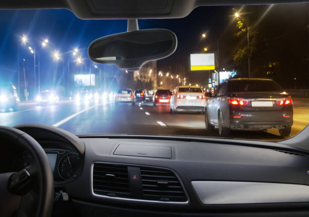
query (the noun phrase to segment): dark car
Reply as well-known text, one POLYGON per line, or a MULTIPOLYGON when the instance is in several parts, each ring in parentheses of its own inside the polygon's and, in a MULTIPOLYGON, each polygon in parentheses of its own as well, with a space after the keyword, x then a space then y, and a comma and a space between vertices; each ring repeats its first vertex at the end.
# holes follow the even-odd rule
POLYGON ((219 134, 230 129, 279 129, 282 137, 291 133, 293 103, 291 96, 268 79, 231 79, 220 84, 205 107, 206 129, 219 127, 219 134))
POLYGON ((11 82, 0 83, 0 109, 15 110, 19 101, 15 85, 11 82))
POLYGON ((136 90, 134 92, 135 100, 144 100, 145 99, 145 93, 141 90, 136 90))
POLYGON ((153 106, 159 105, 170 105, 171 97, 173 95, 169 90, 158 90, 153 96, 153 106))

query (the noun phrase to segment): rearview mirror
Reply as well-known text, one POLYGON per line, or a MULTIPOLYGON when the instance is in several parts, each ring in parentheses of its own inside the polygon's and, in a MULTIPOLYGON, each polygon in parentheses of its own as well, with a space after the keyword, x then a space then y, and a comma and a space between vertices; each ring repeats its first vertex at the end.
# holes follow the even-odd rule
POLYGON ((205 96, 206 97, 212 97, 213 94, 212 94, 212 92, 206 92, 205 93, 205 96))
POLYGON ((177 46, 174 32, 167 29, 145 29, 98 38, 89 46, 88 54, 96 63, 137 70, 147 62, 171 55, 177 46))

☆ ☆ ☆ ☆ ☆ ☆ ☆

Rewrite every line of the listing above, swapping "noun phrase" for "referring expression" and keeping everything else unchanged. Omit the pictures from your answer.

= COMPLETE ANSWER =
query (the referring expression to segment): dark car
Reply as well-known text, one POLYGON per line, or a MULTIPOLYGON when the instance is in several parts, each ring in parentheses of its own inside the polygon's and, in a MULTIPOLYGON, each polygon in parentheses of its own as well, with a space after the keyword, x then a space then y, and a comma and a space between vertices; each ring repeats its first vertex at the end.
# holes follow the even-odd rule
POLYGON ((219 134, 230 129, 279 129, 282 137, 291 133, 293 103, 291 96, 268 79, 231 79, 220 84, 205 107, 206 129, 219 127, 219 134))
POLYGON ((11 82, 0 83, 0 109, 15 110, 19 101, 15 85, 11 82))
POLYGON ((136 90, 134 92, 135 100, 144 100, 145 99, 145 93, 141 90, 136 90))
POLYGON ((153 106, 159 105, 170 105, 171 97, 173 95, 169 90, 158 90, 153 96, 153 106))

query (the referring expression to segment): rearview mirror
Reply as well-known text, one POLYGON per line, or a MULTIPOLYGON when the instance is in several parts, each ring in parentheses of its own inside the polygon's and, in a MULTIPOLYGON, each polygon in parentheses of its own as well, with a space after the keyword, x then a space then y, and a comma and a space between vertices; each ring repeats its first vertex at the end.
# holes follow the even-odd rule
POLYGON ((205 96, 206 97, 212 97, 213 94, 212 94, 212 92, 206 92, 205 93, 205 96))
POLYGON ((177 46, 174 32, 167 29, 145 29, 98 38, 89 46, 88 54, 96 63, 137 70, 147 62, 171 55, 177 46))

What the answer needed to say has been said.